TEXTO APRESENTADO:
■ ■ ■ ■ ■
Um ano depois, a cidade voltou a ficar agitada, devido à ascensão de um outro balão, o
Bartholomeu de Gusmão, tripulado pelo jornalista Manoel Bento de Andrade, que contou com o auxílio do aeronauta Alaor de Queirós, com o qual já
havia subido anteriormente num balão livre.
A ascensão foi marcada para as 14h45 do dia 10 de março de 1907, tendo como ponto de partida
um terreno defronte do número 78 da Rua Bittencourt, motivo pelo qual, desde as 12 horas, já era grande o número de pessoas
que se aglomeravam no local à espera do acontecimento. Afinal, seria aquela a primeira vez que um cidadão de Santos ganharia o espaço. Os
preparativos haviam sido iniciados e por volta das 14 horas o aeróstato já estava cheio de gás e pronto para a ascensão.
Além dos curiosos, em número cada vez mais crescente, marcavam presença o presidente da
Câmara, o Inspetor Literário, vereadores, representantes da imprensa e pessoas gradas, inclusive a Banda Municipal, especialmente convidada para
abrilhantar a solenidade.
■ ■ ■ ■ ■
Dados de origem:
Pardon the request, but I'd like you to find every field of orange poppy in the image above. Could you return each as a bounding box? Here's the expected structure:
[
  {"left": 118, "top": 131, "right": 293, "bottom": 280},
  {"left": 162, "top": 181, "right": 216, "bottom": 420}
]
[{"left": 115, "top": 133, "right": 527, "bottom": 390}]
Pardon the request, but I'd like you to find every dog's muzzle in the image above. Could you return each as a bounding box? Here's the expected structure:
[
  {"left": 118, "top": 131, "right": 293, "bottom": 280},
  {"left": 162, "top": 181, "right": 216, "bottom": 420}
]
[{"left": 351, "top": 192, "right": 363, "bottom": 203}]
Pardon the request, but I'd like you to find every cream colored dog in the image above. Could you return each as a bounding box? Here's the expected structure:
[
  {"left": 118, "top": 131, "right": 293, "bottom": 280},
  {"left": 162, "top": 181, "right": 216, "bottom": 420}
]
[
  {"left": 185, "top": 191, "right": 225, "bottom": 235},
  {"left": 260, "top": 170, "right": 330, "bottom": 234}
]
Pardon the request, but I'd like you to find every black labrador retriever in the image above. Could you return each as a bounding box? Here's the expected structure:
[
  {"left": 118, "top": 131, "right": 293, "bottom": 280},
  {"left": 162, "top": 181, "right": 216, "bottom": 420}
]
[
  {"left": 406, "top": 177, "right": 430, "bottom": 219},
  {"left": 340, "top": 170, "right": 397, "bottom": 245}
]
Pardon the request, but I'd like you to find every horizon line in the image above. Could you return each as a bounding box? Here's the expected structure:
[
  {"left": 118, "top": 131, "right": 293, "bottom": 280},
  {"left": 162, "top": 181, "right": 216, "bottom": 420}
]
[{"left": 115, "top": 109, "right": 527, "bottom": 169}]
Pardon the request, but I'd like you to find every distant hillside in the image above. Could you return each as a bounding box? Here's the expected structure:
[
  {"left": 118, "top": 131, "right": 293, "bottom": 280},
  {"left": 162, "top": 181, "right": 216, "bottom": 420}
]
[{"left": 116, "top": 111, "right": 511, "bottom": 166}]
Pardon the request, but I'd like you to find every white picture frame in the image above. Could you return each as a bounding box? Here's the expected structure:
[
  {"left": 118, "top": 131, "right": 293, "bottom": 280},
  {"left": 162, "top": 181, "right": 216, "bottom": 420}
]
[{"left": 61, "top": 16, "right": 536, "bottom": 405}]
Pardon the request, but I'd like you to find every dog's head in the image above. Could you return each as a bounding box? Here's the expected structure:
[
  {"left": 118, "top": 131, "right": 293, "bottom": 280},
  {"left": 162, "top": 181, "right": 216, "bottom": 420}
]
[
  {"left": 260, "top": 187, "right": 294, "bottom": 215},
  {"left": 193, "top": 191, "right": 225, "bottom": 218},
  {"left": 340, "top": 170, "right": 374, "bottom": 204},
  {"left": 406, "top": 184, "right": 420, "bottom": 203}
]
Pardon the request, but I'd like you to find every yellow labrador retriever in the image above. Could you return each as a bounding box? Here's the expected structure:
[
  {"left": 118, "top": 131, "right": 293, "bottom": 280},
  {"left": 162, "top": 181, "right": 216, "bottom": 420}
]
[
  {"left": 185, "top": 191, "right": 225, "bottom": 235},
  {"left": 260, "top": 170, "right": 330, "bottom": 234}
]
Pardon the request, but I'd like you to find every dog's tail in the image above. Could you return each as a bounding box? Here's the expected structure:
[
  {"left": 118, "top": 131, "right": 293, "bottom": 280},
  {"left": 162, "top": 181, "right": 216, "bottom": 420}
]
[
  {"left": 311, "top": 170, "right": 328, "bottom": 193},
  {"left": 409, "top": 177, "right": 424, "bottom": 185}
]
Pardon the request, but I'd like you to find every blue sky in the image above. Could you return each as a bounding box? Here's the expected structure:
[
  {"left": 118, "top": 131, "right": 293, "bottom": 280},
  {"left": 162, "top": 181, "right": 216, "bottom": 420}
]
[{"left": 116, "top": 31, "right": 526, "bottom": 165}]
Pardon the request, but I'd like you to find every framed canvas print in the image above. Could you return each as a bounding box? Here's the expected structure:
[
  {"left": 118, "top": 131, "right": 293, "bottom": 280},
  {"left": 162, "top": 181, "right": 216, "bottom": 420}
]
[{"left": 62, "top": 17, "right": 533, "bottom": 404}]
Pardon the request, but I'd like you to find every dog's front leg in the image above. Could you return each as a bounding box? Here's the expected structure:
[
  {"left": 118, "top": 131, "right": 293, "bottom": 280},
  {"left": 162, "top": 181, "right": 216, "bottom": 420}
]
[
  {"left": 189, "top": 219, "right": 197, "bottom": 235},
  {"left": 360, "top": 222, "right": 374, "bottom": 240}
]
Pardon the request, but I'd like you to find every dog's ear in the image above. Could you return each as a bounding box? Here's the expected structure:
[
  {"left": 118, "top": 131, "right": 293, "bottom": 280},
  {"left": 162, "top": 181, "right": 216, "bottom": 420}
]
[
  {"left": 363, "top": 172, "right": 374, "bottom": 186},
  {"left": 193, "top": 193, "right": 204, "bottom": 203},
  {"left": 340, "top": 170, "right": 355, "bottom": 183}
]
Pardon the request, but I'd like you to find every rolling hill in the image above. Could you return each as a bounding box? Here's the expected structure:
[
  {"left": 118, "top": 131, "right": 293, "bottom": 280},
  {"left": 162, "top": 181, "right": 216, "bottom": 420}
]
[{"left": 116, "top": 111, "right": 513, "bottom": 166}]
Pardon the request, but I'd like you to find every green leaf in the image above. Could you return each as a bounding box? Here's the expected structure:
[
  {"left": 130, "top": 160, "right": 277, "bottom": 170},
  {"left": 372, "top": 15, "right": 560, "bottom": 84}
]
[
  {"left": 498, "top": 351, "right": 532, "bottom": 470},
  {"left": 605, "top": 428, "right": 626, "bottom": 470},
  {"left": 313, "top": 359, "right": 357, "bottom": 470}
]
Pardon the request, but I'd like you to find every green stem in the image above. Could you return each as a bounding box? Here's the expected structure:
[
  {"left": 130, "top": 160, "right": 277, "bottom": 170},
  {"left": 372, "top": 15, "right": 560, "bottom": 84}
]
■ ■ ■ ■ ■
INSTRUÇÕES DAS TAREFAS:
**a)** Reescreva em forma de lista o parágrafo que começa com "A ascensão foi marcada", no texto sobre o balão Bartholomeu de Gusmão, preservando seus fatos principais.
**b)** Prossiga com o texto sobre a ascensão do balão Bartholomeu de Gusmão a partir do ponto em que ele termina.
Os registros não têm nenhum papel nesta atividade.

RESPOSTAS POR TAREFA:
**a)**
- A ascensão foi marcada para as 14h45 de 10 de março de 1907.
- O ponto de partida era um terreno defronte do número 78 da Rua Bittencourt.
- Desde as 12 horas, muitas pessoas se aglomeravam no local à espera do acontecimento.
- Seria a primeira vez que um cidadão de Santos ganharia o espaço.
- Por volta das 14 horas, o aeróstato já estava cheio de gás e pronto para subir.

**b)**
Antes de o balão subir, foi efetuado o seu batismo através de uma cerimônia, quando serviram
de padrinhos o Sr. Francisco Carvalhal e a Senhorita Dioguina Ricardina de Oliveira, que descerrou a Bandeira Brasileira que cobria o nome do balão
e parte da cesta. Em seguida, coube ao Sr. Paulo Cunha colocar na cesta um laço com as cores nacionais, bem como entregar, ao jornalista aeronauta,
uma medalha de ouro comemorativa daquela primeira ascensão por parte de uma pessoa da cidade, ostentando a seguinte inscrição: "Bartholomeu de
Gusmão" (no anverso) e "A Manoel Bento de Andrade, homenagem de seus amigos - Santos, 10-3-907" (no reverso).
Depois de ter recebido os cumprimentos dos representantes da Municipalidade, coronel
Francisco Correia de Almeida Moraes (presidente da Câmara, Dr. Raymundo Sóter de Araújo e Sr. Cincinato Martins Costa (vereadores) e de inúmeros
amigos e confrades, Manoel Bento de Andrade ordenou o larga!
Entretanto, devido à pouca pressão, o balão não subiu de imediato, havendo inclusive
precipitação por parte do tripulante, que, além da âncora, deitou fora todo o lastro da cesta. Bem mais leve, o balão foi ganhando altura ao som do
Hino Nacional e dos aplausos do público presente, enquanto o seu ocupante agradecia aquela manifestação, acenando com o boné. Logo o aeróstato tomou
impulso no ar desaparecendo entre as nuvens, ficando visível de vez em quando durante os quarenta minutos em que permaneceu nos ares.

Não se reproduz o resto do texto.